Task to carry out =>
With the line containing "TASK = locate one point per instance of the distant" as the start and the line containing "TARGET = white work glove" as the end, transcribe that span of the entries below exactly, including both.

Saved entries:
+++
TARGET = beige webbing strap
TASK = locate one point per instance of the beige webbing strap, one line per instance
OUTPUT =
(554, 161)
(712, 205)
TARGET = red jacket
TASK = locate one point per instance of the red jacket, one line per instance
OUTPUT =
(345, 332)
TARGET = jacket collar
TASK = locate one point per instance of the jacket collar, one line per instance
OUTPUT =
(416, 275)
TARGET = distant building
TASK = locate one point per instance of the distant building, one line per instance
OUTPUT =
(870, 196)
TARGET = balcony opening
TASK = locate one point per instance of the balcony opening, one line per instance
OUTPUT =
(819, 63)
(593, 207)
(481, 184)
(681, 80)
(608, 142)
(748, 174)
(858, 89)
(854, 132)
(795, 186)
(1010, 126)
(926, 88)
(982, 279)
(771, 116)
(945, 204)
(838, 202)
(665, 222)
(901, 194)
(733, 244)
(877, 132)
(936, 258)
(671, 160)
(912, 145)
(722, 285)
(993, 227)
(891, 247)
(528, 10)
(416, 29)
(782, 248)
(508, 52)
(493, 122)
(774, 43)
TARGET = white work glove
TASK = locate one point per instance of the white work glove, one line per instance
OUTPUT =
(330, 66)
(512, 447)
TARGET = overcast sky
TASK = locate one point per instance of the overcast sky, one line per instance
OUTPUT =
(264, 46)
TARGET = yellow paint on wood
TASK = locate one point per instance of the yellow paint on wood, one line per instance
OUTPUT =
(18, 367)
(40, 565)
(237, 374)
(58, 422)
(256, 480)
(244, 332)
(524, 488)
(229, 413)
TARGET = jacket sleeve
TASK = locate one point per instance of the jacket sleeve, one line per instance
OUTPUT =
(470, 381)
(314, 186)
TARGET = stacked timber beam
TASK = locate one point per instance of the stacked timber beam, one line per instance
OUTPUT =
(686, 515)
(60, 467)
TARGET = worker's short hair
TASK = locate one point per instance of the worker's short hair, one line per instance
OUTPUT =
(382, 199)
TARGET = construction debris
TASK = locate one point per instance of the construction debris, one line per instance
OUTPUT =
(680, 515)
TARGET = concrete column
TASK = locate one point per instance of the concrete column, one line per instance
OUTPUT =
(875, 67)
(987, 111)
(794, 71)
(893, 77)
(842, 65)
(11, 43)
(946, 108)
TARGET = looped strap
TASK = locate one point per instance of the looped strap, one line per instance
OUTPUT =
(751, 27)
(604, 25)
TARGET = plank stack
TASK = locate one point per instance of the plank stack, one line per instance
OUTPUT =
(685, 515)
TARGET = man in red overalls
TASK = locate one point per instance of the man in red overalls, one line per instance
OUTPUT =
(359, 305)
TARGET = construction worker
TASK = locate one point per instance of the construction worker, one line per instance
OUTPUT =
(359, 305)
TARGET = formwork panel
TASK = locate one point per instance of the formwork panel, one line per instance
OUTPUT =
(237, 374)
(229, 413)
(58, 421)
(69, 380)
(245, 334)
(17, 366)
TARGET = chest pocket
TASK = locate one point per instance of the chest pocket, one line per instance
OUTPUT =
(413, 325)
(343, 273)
+++
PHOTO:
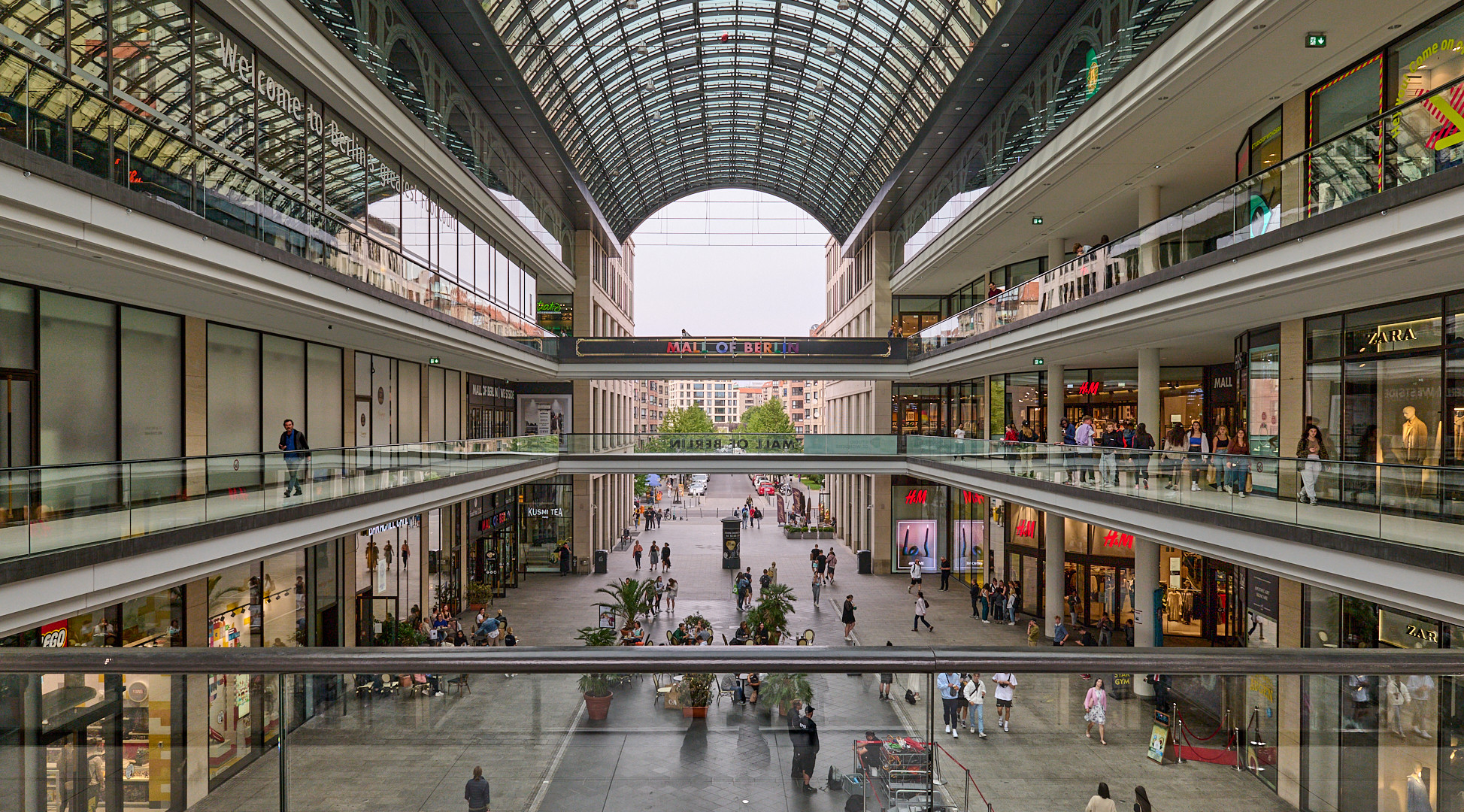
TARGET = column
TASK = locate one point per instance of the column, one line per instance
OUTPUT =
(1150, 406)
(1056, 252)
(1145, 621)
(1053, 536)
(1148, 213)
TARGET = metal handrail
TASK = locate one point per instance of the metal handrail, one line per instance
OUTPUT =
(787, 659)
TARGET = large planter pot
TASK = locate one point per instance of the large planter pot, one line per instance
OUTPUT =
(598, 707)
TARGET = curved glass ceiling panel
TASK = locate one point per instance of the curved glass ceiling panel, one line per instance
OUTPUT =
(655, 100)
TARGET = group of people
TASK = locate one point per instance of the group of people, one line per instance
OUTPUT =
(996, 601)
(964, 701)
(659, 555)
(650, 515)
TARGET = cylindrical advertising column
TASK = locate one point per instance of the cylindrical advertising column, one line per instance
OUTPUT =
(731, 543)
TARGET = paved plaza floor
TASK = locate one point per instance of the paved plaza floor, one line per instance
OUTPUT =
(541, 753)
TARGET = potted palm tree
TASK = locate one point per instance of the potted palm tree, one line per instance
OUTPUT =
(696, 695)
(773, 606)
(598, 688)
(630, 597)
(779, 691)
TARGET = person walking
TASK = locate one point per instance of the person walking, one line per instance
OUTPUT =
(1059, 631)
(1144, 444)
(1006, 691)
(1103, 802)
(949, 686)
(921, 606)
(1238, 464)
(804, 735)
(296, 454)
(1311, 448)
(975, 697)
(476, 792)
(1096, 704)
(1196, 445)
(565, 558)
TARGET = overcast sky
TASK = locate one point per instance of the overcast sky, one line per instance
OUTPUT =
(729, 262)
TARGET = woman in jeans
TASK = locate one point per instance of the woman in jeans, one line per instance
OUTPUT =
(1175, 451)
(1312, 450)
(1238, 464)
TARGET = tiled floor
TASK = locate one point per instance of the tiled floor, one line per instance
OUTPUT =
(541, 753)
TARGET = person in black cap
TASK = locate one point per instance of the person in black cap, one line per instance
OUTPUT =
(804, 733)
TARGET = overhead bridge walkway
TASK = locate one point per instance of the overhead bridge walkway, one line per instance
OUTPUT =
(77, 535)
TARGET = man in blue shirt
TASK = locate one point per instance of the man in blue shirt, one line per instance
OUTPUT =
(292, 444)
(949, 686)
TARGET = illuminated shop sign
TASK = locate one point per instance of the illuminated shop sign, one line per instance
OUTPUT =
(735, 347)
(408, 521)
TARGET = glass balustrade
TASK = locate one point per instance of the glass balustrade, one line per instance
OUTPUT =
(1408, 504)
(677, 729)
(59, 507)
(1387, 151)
+++
The answer =>
TASK = locate one point per instance of the distant building, one line per instance
OUTPUT =
(870, 196)
TARGET = balcony opening
TASK = locate one point per instance of the balcony opening, one line per instance
OUTPUT =
(819, 63)
(593, 207)
(481, 184)
(681, 80)
(608, 142)
(748, 174)
(858, 89)
(854, 132)
(795, 186)
(1010, 126)
(926, 88)
(982, 279)
(771, 116)
(945, 204)
(838, 202)
(665, 222)
(901, 194)
(733, 244)
(877, 132)
(936, 258)
(671, 160)
(912, 145)
(722, 285)
(993, 227)
(891, 247)
(528, 10)
(416, 29)
(782, 248)
(508, 52)
(493, 122)
(774, 43)
TARGET = white work glove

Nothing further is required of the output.